- **EXCERPTED PASSAGE**
[Start of section]

A new study from Kaiser Foundation explains one reason for the decline of reading among young adults. It measured the media usage by children and teens and found that they spend about 8 hours per day consuming some kind of media–television, Internet, videogames, etc. No generation in human history has been so connected, with so many media streams available 24/7 in the home, in the car, in the woods, anywhere. They have an iPod chock full of tunes and a Blackberry in their pocket, a personal email account and a library of DVDs. And the multi-stream technology lets them consume that 8 hours of media in only 6 hours of time, often using two or three connections at once–surfing the Internet with the television running. Simply on the basis of overcrowding, literary and book reading are bound to slide.

But there is another reason why poems, stories, plays, and books in general struggle to compete with digital dimensions. In a word, they take too much mental work relative to the other activities. Reading literature, even popular genres such as romance novels, asks readers to visualize settings, keep track of plot, flesh out characters, and register nuances of language. Movies and television shows save them from much of that labor. Videogames pretty much eliminate it. Digital entertainments–at least the ones to which young people gravitate–involve either passive absorption or sensory overload. Even Instant Messaging and chat rooms, which I have heard educators praise as ingenious forms of literacy, bring reading and writing down to casual, slipshod levels. The superficiality of screen habits was demonstrated a few years ago in a study by Sun Microsystems. Researchers aimed to determine how people take in information on Web sites, mainly in order to improve Web page design. The title of the report was "How Users Read on the Web," and the first sentence was "They don't." Only 16 percent of the subjects read linearly, word-by-word. The rest scanned the page, picking up images and keywords, jumping from phrase to phrase. This is one kind of literacy, to be sure, useful for quick information retrieval, but it doesn't lend itself to the analysis and reflection upon texts. For individuals who grow up in this "hot medium" environment, the imaginative efforts of reading aren't a pleasure. They're a burden.

Are there any distinct differences between people who read on a regular basis and those who do not?
Obviously, readers do better in school than nonreaders, and in an Information Economy they perform better in the workplace. In behavioral terms, though, Reading at Risk showed some interesting correlations between literary reading and various civic and social activities. We found that literary readers were 2-4 times more likely than nonreaders to do volunteer and charity work, visit a museum, or attend a sporting event. The correlation even held across incomes. That is, people who make less than $20,000 per year and read literature are much more likely to do charity work than are people who make more than $75,000 per year and do not read literature. This is just a correlation, of course, and we don't know its causes, but the fact that literary reading lines up with a set of activities we wish to foster suggests a value in literary reading that transcends the simple experience itself.

Did you find any of the Reading at Risk findings surprising?

[End of section]

- **PARTS OF THE EXERCISE**
(1) Repeat a part of the passage on young people's reading word for word, beginning at the words "A new study" and stopping after "bound to slide.".
(2) Answer these questions from the passage on young people's reading:
(a) About how many hours per day do children and teens spend consuming media, according to the Kaiser Foundation study?
(b) What percentage of subjects in the Sun Microsystems study read linearly, word-by-word?
(c) How many times more likely than nonreaders were literary readers to do volunteer and charity work, visit a museum, or attend a sporting event?

- **PROVIDED INFORMATION**

[Start of section]

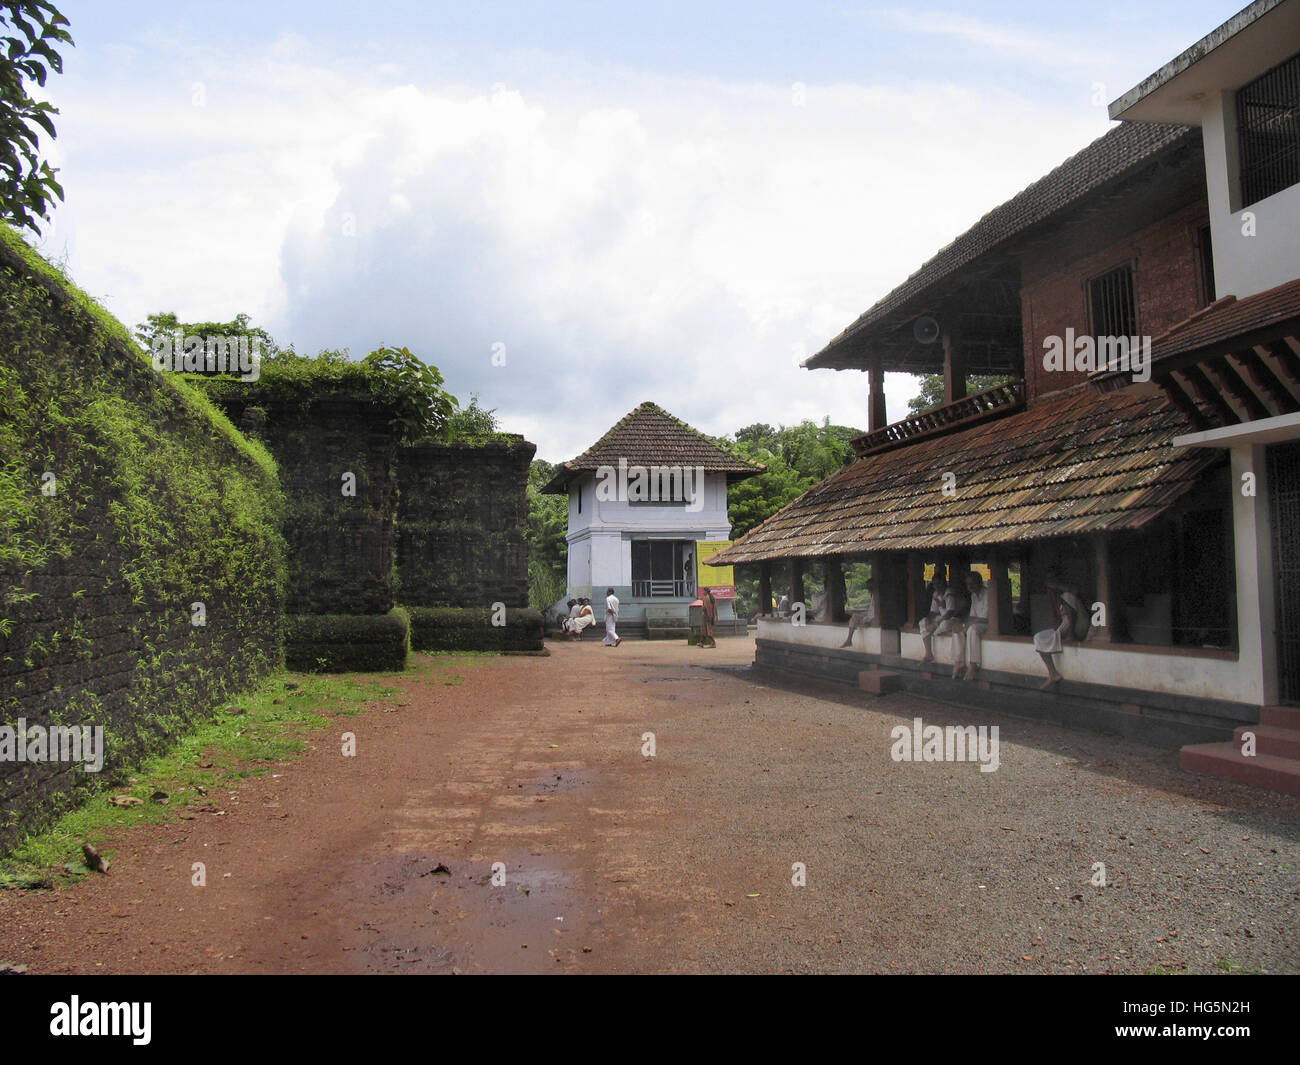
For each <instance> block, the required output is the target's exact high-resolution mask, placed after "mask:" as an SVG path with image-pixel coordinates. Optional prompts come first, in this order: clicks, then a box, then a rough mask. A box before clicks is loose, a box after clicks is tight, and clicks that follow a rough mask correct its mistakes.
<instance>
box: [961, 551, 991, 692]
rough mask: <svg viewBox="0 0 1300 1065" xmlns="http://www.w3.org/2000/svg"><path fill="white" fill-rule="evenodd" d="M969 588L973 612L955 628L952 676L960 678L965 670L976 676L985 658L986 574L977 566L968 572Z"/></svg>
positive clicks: (986, 594)
mask: <svg viewBox="0 0 1300 1065" xmlns="http://www.w3.org/2000/svg"><path fill="white" fill-rule="evenodd" d="M966 592H967V594H969V596H970V603H971V607H970V612H969V614H967V615H966V620H965V622H962V623H961V624H959V625H957V627H956V628H953V680H958V679H959V677H961V675H962V671H965V674H966V679H967V680H974V679H975V676H976V675H978V674H979V667H980V663H982V662H983V661H984V659H983V653H982V641H983V638H984V632H985V629H987V628H988V589H987V588H985V586H984V577H982V576H980V575H979V573H976V572H975V571H974V570H971V571H970V572H969V573H967V575H966Z"/></svg>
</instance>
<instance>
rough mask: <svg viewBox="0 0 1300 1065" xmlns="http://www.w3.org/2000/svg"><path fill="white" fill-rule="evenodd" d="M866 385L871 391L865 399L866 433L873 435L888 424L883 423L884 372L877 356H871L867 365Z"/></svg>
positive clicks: (884, 408) (885, 421) (883, 413)
mask: <svg viewBox="0 0 1300 1065" xmlns="http://www.w3.org/2000/svg"><path fill="white" fill-rule="evenodd" d="M867 385H868V388H870V390H871V391H870V395H868V399H867V432H868V433H874V432H875V430H876V429H883V428H884V427H885V425H887V424H888V421H885V372H884V368H883V367H881V364H880V356H879V355H872V356H871V359H870V360H868V363H867Z"/></svg>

[End of section]

- **ANSWERS PER TASK**
(1)
A new study from Kaiser Foundation explains one reason for the decline of reading among young adults. It measured the media usage by children and teens and found that they spend about 8 hours per day consuming some kind of media–television, Internet, videogames, etc. No generation in human history has been so connected, with so many media streams available 24/7 in the home, in the car, in the woods, anywhere. They have an iPod chock full of tunes and a Blackberry in their pocket, a personal email account and a library of DVDs. And the multi-stream technology lets them consume that 8 hours of media in only 6 hours of time, often using two or three connections at once–surfing the Internet with the television running. Simply on the basis of overcrowding, literary and book reading are bound to slide.

(2)
(a) About 8 hours per day.
(b) 16 percent.
(c) 2 to 4 times more likely.